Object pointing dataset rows
▬▬▬

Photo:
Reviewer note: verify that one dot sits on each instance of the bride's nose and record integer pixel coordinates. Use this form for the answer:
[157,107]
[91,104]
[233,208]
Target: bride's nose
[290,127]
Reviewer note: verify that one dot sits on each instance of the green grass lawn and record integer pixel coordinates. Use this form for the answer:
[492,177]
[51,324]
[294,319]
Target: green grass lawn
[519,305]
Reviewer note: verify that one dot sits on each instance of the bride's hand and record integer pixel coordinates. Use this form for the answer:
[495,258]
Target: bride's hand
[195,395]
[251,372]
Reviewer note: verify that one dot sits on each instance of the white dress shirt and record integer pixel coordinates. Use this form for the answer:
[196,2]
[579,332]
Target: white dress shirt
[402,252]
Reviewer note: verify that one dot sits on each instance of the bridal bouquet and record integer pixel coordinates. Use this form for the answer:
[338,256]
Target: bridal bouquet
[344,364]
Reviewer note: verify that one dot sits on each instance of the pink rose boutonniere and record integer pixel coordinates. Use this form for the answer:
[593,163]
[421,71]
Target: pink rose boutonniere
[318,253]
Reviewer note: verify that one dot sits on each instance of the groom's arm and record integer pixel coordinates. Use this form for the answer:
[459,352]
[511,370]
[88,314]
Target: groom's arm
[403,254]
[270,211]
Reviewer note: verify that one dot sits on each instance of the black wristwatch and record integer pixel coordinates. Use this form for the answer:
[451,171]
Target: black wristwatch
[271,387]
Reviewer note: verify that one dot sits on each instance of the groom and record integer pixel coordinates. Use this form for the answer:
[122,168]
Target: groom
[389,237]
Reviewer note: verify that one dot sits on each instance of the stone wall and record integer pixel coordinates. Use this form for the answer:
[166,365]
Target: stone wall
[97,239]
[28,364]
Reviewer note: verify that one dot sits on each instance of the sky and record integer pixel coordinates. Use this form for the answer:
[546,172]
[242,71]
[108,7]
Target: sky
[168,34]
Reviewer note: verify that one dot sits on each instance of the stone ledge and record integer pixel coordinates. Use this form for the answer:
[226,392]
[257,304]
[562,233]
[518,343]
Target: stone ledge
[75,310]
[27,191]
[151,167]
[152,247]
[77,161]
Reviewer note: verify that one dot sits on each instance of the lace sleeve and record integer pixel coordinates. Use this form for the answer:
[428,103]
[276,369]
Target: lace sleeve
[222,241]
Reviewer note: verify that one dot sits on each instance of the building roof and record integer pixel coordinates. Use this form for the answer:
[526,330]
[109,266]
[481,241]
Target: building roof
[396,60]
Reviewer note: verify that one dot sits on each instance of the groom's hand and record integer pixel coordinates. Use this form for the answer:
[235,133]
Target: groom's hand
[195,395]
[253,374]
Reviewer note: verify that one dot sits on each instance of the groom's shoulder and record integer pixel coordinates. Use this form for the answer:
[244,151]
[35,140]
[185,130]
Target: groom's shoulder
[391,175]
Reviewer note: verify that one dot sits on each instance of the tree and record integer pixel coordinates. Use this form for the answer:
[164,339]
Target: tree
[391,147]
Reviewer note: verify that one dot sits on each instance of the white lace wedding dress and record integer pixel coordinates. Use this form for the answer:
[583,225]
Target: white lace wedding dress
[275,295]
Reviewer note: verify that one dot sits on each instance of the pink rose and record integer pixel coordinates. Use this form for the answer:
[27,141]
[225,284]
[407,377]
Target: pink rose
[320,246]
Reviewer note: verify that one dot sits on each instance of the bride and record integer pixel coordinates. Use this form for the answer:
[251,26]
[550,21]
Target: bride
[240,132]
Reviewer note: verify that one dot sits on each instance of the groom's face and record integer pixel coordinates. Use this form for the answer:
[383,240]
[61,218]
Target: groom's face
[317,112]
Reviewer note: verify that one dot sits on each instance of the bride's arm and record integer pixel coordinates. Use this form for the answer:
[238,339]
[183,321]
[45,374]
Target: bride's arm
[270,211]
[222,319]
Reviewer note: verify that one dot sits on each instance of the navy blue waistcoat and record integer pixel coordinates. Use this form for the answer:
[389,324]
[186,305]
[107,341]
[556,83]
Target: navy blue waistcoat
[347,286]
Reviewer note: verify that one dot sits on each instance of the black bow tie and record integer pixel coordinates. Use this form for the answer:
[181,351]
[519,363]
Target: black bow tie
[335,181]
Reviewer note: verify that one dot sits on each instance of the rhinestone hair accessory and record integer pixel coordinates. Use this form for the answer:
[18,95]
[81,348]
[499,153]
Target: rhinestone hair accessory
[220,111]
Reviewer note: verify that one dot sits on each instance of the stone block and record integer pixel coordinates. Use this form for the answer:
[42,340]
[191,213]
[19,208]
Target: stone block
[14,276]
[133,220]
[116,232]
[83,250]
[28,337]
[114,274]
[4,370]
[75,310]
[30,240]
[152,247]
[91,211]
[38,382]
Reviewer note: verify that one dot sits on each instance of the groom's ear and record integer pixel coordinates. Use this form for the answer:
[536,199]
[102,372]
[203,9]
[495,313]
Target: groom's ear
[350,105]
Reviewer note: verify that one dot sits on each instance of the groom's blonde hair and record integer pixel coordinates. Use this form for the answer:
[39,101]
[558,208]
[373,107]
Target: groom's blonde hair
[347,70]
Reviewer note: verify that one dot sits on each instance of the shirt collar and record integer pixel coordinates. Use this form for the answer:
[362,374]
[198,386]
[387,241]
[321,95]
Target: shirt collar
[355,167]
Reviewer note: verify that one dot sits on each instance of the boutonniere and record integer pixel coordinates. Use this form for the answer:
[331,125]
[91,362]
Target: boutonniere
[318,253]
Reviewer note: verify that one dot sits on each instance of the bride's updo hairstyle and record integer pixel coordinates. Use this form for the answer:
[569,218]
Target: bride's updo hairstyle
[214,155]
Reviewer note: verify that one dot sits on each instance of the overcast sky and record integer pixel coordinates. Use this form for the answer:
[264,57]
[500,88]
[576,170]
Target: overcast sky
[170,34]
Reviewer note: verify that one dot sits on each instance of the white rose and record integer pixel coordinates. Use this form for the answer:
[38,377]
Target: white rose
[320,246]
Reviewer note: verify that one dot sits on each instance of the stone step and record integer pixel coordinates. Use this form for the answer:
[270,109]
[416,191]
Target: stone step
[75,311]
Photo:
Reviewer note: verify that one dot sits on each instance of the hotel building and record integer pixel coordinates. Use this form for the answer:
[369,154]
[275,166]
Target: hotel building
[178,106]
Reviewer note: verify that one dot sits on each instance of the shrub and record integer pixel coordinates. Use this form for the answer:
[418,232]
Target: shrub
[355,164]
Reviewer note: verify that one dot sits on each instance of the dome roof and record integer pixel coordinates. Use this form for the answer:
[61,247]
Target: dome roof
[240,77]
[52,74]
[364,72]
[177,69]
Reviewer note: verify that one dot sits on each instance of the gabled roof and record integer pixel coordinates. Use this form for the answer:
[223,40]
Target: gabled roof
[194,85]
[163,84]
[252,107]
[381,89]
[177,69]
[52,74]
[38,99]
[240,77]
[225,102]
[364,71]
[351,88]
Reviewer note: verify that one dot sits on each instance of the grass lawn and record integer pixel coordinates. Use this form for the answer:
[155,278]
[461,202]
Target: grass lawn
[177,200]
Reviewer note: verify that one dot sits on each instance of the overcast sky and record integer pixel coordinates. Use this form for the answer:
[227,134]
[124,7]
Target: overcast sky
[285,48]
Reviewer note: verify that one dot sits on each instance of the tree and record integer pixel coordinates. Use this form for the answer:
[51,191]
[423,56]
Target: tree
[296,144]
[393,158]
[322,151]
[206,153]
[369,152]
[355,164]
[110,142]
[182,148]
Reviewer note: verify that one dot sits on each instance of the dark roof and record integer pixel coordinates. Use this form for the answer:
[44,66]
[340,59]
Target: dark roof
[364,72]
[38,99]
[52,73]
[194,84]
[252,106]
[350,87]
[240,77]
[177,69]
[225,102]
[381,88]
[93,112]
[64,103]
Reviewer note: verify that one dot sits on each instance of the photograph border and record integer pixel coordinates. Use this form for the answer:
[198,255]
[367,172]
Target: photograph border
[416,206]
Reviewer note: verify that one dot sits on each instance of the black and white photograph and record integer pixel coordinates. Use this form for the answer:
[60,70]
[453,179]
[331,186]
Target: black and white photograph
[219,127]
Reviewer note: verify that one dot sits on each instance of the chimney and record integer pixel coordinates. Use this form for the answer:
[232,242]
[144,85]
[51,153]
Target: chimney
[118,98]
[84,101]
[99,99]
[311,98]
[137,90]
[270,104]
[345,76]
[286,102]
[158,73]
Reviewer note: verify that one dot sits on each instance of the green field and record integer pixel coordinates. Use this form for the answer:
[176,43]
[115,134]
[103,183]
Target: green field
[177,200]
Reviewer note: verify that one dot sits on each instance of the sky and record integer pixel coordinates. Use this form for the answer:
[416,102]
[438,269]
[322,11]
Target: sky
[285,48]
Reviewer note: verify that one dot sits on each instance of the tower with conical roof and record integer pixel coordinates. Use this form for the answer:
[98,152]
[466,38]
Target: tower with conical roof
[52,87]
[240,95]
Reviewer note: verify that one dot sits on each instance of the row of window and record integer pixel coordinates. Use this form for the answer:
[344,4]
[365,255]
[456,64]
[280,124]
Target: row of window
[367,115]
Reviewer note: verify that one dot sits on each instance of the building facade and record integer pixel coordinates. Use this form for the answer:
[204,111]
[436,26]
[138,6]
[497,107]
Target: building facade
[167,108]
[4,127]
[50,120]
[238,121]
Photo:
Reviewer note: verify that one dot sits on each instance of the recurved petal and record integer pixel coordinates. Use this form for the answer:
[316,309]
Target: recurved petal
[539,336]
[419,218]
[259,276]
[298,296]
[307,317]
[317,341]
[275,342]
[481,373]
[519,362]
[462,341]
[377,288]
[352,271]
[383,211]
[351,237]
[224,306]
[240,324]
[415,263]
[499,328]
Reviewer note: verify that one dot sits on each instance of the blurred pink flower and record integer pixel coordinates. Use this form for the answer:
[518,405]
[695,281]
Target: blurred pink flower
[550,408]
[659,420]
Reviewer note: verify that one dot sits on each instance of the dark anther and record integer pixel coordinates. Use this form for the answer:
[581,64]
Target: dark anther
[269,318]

▬▬▬

** EXERCISE REQUIREMENTS **
Quote exactly and only the lines from the one holding "of the blurred" through the end of the data.

** WRITTEN SOLUTION **
Reviewer note: verify that one dot sits on each instance of the blurred pink flower and record integer pixel coordinates. Use this form for the answer:
[518,405]
[695,281]
Target: blurred pink flower
[550,408]
[659,420]
Reviewer note: verify that one dot sits on each instance of the dark anther and record integer pixel coordinates. Use this form for the answer:
[581,64]
Target: dark anther
[269,318]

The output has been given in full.